## Trecho selecionado
==============================

Os estudantes das escolas públicas foram gravemente impactos pela pandemia da covid-19, período em que tiveram o acesso à educação prejudicado ou impossibilitado. Em 2022, após o retorno presencial, professores e diretores se depararam com alunos tensos e mais agressivos.
“Quando a gente retornou estava surreal. Por qualquer motivo tínhamos que fazer mediação de conflito, porque eles se desentendiam. Eles estavam extremamente agressivos, também melindrosos. Foi um processo bem difícil. Esse ano que a gente estava, de fato, retomando”, conta o diretor da Escola Tiradentes, Samuel da Silva.
Os ataques a escolas e os boatos que correram após prejudicaram a construção desse ambiente positivo.
“Quando começou a vir à tona essas informações, toda a construção que a gente estava fazendo de um ambiente escolar favorável foi comprometida. Nosso trabalho tem sido de resgatar isso. Muita conversa com os alunos, com os pais. Todo dia estamos atendendo pais com dúvidas ‘O que está acontecendo? Quais medidas estão sendo tomadas? Esse risco é real? Não me sinto confortável em mandar meu filho para a escola’”, relata.

==============================

## Lista de exercícios
(1) Quais são as perguntas que os pais fazem na última fala citada no trecho? Escreva todas.
(2) Responda com base no trecho:
(a) Em que ano aconteceu o retorno presencial?
(b) Quem é o diretor da Escola Tiradentes?
(c) O que prejudicou a construção do ambiente positivo?
(3) Copie a parte do trecho que vai de "Os estudantes das" até "Samuel da Silva.", incluindo essas palavras.

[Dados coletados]
==============================

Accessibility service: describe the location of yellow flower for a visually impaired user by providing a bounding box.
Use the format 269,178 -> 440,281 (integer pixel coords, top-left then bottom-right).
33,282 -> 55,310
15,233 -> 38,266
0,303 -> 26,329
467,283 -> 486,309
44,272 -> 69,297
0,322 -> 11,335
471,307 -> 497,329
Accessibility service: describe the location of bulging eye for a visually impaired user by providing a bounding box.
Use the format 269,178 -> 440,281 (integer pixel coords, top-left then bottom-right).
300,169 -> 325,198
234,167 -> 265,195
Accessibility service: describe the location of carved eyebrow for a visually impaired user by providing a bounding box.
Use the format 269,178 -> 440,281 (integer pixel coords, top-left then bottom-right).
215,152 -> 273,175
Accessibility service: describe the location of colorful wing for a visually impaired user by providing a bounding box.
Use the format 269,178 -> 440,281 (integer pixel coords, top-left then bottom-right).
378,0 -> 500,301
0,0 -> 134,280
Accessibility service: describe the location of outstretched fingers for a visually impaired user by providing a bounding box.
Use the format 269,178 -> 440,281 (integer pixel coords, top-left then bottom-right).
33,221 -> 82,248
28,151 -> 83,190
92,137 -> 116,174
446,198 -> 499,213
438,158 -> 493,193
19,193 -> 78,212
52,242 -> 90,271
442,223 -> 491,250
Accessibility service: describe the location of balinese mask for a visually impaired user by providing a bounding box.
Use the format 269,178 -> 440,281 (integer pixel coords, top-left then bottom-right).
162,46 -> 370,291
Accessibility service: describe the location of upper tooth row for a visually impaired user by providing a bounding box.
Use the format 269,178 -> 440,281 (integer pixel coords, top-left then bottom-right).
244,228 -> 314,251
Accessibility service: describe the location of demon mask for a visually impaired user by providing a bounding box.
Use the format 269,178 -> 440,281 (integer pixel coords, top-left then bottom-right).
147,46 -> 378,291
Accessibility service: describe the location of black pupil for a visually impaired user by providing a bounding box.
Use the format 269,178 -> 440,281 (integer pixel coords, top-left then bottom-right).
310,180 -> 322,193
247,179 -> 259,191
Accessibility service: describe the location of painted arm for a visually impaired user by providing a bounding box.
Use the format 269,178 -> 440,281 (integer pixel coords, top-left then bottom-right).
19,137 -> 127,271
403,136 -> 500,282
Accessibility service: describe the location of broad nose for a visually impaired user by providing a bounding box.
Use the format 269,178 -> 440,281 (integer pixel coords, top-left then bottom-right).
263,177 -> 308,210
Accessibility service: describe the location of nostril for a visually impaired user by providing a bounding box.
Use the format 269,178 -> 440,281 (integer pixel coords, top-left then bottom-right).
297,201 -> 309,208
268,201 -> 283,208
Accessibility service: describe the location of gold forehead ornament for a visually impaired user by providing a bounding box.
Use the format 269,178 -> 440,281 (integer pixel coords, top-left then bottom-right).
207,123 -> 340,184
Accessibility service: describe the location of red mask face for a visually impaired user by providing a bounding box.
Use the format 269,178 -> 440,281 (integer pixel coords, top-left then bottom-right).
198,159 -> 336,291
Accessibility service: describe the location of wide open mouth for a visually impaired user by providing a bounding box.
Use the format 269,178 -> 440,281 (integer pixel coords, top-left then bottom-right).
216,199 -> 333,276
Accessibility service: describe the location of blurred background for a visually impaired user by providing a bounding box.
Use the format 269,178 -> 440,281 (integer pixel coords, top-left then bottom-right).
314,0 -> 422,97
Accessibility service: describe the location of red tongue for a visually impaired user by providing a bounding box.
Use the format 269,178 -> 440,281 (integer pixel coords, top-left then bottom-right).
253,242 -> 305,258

==============================

## Respostas por item
(1)
“O que está acontecendo?”
“Quais medidas estão sendo tomadas?”
“Esse risco é real?”

(2)
(a) Em 2022.
(b) Samuel da Silva.
(c) Os ataques a escolas e os boatos que correram depois deles.

(3)
Os estudantes das escolas públicas foram gravemente impactos pela pandemia da covid-19, período em que tiveram o acesso à educação prejudicado ou impossibilitado. Em 2022, após o retorno presencial, professores e diretores se depararam com alunos tensos e mais agressivos.
“Quando a gente retornou estava surreal. Por qualquer motivo tínhamos que fazer mediação de conflito, porque eles se desentendiam. Eles estavam extremamente agressivos, também melindrosos. Foi um processo bem difícil. Esse ano que a gente estava, de fato, retomando”, conta o diretor da Escola Tiradentes, Samuel da Silva.